Tag Archives: Donal Lunny

THE HISTORY OF CELTIC-ROCK MUSIC

Today the 30492- London Celtic Punks web zine is four years old today so what better way to celebrate our birthday than to give you this small but perfectly formed potted history of Celtic-Rock. We have never just wanted to be a place that only reviews new records we want to celebrate everything that makes us celtic-punks. Our love of our roots and our history and our traditions and the love that those with no Celtic ancestry have as well. Celtic-Punk is for all that share our common values of friendship and solidarity and the love of a good time. Music cannot change the world but it can certainly make it a better place to live in and in these uncertain times that is something we all need. The roots of celtic-punk should be important to us as that is where we come from and we must never forget that.

The London Celtic Punks Admin Team

Celtic rock is a genre of folk rock, as well as a form of Celtic fusion which incorporates Celtic music, instrumentation and themes into a rock music context. It has been extremely prolific since the early 1970’s and can be seen as a key foundation of the development of highly successful mainstream Celtic bands and popular musical performers, as well as creating important derivatives through further fusions. It has played a major role in the maintenance and definition of regional and national identities and in fostering a pan-Celtic culture. It has also helped to communicate those cultures to external audiences.

[Information]
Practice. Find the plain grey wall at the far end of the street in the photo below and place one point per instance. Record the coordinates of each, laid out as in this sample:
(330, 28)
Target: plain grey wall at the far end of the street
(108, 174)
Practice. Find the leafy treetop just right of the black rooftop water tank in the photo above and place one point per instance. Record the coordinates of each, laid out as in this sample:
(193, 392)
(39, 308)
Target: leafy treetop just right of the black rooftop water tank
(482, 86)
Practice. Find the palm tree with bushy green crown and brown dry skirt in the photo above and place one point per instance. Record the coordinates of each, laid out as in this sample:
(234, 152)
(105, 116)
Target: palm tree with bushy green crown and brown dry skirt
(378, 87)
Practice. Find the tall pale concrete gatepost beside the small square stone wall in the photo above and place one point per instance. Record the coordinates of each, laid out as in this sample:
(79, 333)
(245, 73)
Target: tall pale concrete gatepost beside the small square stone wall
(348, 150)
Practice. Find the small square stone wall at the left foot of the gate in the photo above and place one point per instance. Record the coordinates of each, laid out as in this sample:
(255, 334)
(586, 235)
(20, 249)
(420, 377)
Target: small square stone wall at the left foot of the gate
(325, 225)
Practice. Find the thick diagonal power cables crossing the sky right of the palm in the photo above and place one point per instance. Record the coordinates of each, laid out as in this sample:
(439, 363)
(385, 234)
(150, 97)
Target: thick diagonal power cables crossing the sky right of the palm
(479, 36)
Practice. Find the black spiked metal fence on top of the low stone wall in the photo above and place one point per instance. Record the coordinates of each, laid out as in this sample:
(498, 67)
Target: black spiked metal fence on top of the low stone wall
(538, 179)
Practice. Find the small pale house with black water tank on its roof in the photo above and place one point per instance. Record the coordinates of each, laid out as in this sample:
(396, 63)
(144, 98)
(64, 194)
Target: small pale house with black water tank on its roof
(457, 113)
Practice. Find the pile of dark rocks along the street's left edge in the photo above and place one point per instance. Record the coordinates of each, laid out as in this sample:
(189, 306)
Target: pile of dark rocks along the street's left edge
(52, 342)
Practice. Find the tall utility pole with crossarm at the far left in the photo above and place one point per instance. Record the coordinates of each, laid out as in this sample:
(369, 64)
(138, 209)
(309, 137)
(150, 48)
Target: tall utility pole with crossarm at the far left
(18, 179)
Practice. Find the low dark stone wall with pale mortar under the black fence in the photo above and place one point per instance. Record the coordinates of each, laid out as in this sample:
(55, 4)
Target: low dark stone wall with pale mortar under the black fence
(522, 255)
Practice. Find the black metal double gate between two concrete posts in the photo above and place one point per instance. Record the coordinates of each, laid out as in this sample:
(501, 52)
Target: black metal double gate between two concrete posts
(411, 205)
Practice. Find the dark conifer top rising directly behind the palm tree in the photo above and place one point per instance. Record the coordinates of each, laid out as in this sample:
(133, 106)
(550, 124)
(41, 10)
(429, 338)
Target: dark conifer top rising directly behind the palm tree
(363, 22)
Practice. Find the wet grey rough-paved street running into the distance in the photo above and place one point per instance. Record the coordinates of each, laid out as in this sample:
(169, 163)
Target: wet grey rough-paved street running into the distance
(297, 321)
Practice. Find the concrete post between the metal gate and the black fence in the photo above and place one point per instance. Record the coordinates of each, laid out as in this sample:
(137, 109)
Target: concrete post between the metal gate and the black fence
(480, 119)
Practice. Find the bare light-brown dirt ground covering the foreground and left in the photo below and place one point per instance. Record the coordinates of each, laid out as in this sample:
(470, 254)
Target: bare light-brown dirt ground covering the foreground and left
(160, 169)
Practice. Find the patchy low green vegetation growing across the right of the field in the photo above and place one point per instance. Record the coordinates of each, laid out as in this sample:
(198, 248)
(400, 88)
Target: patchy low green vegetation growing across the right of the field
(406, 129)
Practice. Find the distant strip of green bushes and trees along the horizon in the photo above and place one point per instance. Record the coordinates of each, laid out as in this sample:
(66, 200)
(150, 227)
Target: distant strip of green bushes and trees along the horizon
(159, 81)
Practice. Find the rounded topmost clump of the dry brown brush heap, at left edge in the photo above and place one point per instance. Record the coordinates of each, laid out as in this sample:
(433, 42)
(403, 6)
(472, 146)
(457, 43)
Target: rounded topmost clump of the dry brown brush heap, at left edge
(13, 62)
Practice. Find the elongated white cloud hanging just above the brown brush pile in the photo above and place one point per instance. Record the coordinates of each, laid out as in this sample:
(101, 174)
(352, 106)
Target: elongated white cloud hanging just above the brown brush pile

...

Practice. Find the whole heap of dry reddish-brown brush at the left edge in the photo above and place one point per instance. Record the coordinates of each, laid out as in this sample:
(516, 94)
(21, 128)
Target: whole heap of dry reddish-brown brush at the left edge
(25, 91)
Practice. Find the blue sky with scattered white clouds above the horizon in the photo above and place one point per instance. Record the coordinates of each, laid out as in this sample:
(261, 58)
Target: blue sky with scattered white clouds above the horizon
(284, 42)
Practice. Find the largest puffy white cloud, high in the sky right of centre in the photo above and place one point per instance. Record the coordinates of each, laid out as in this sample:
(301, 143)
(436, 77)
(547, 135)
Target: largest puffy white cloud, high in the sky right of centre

==

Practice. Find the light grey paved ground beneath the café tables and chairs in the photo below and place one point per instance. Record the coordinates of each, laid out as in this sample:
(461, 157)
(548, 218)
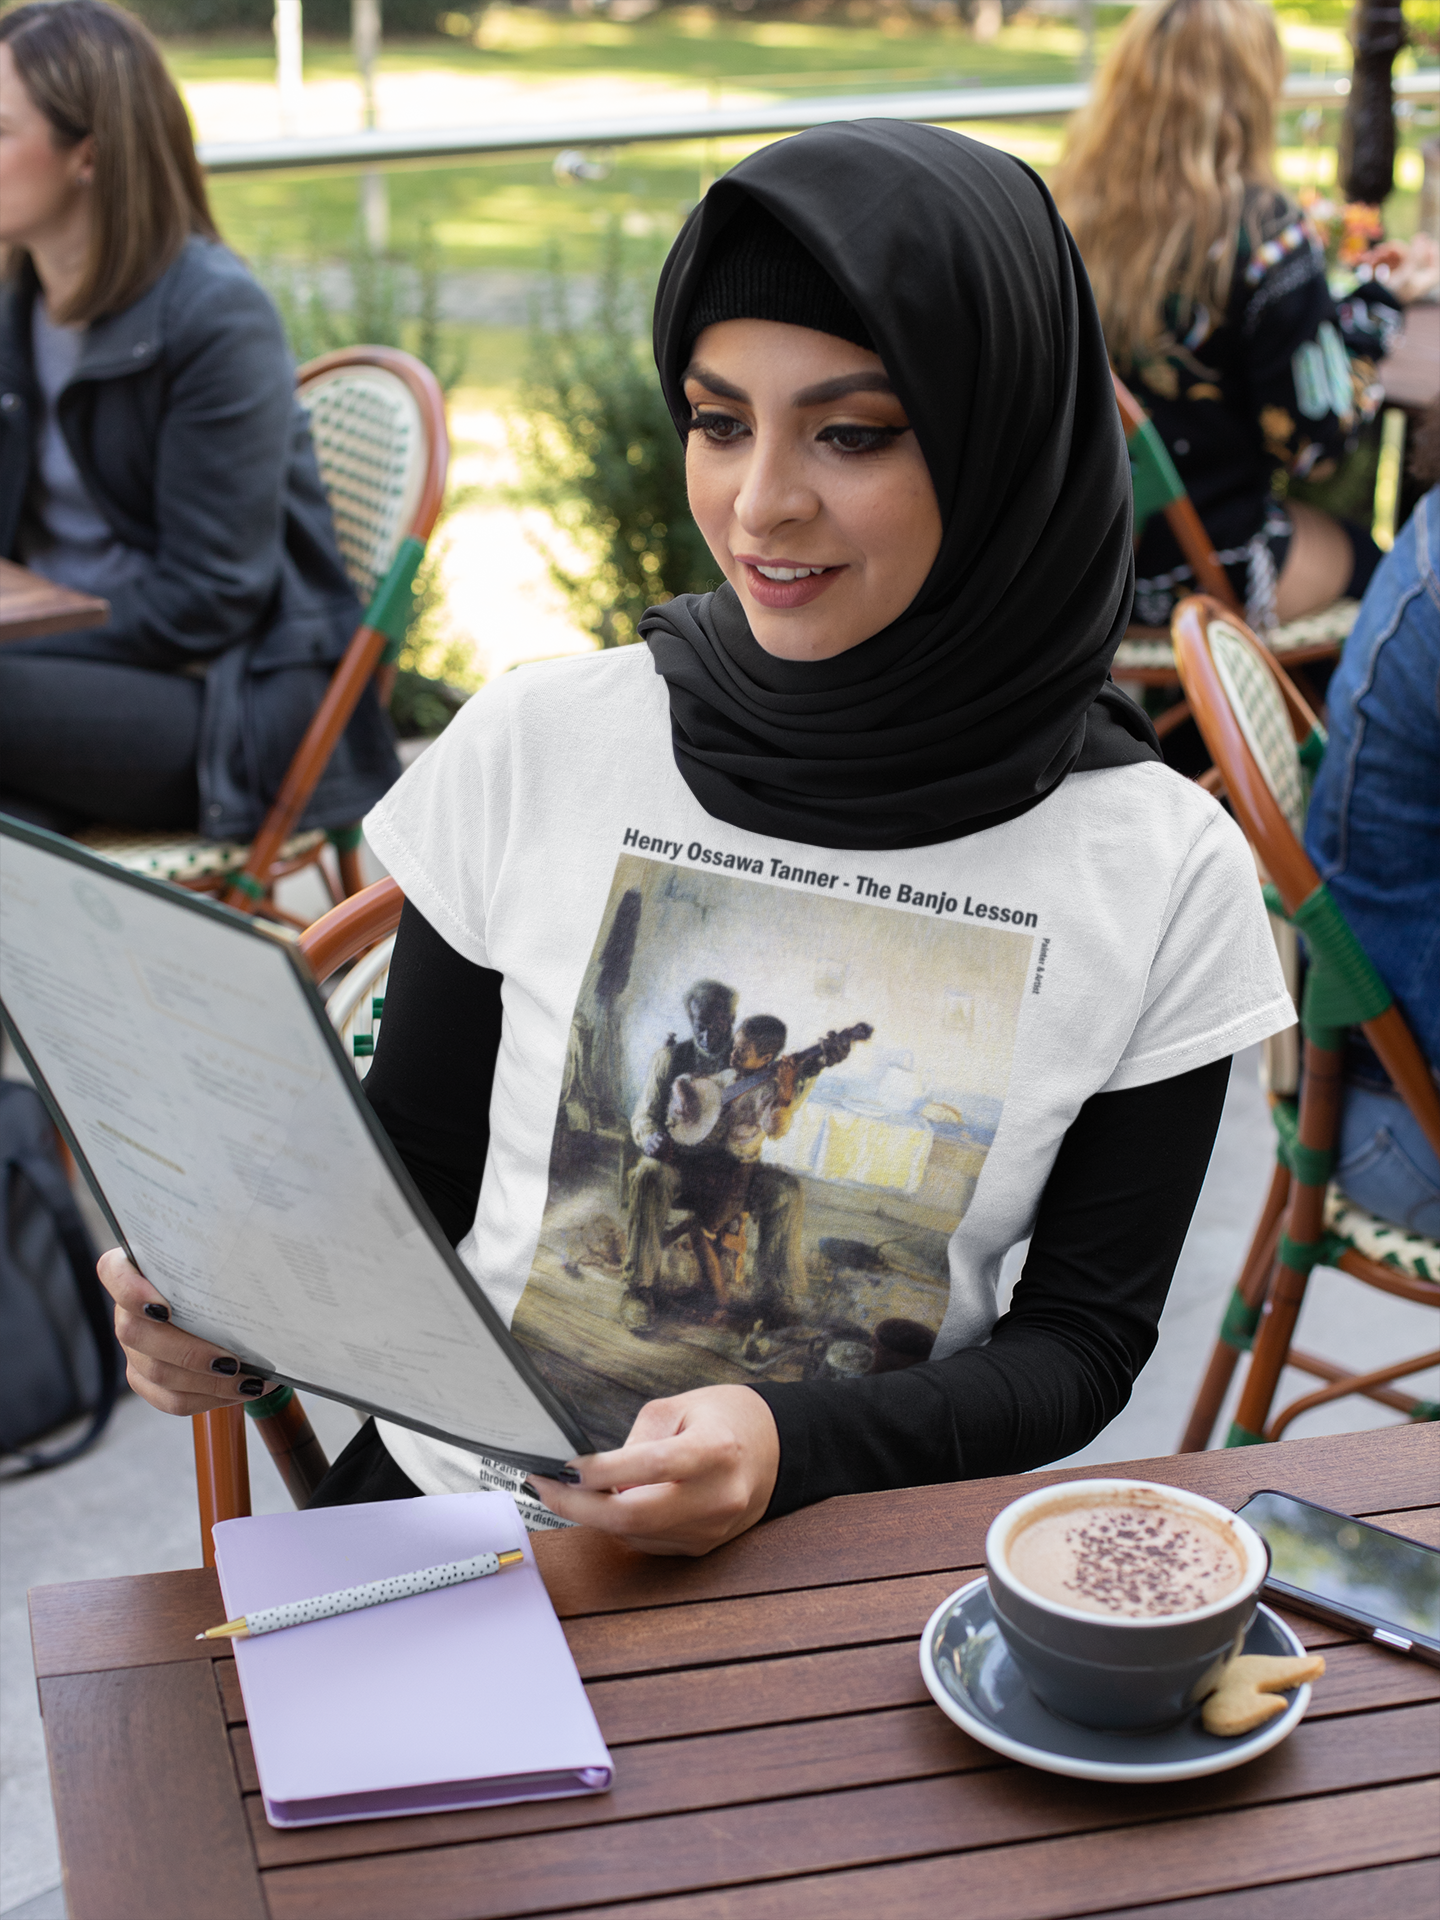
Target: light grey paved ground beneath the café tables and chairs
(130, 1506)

[Your objective] Copy out the part of the Celtic-rock history text that opens with "Today the 30492- London" and closes with "never forget that.", substituting "anniversary" for "birthday".

[Answer to the problem]
Today the 30492- London Celtic Punks web zine is four years old today so what better way to celebrate our anniversary than to give you this small but perfectly formed potted history of Celtic-Rock. We have never just wanted to be a place that only reviews new records we want to celebrate everything that makes us celtic-punks. Our love of our roots and our history and our traditions and the love that those with no Celtic ancestry have as well. Celtic-Punk is for all that share our common values of friendship and solidarity and the love of a good time. Music cannot change the world but it can certainly make it a better place to live in and in these uncertain times that is something we all need. The roots of celtic-punk should be important to us as that is where we come from and we must never forget that.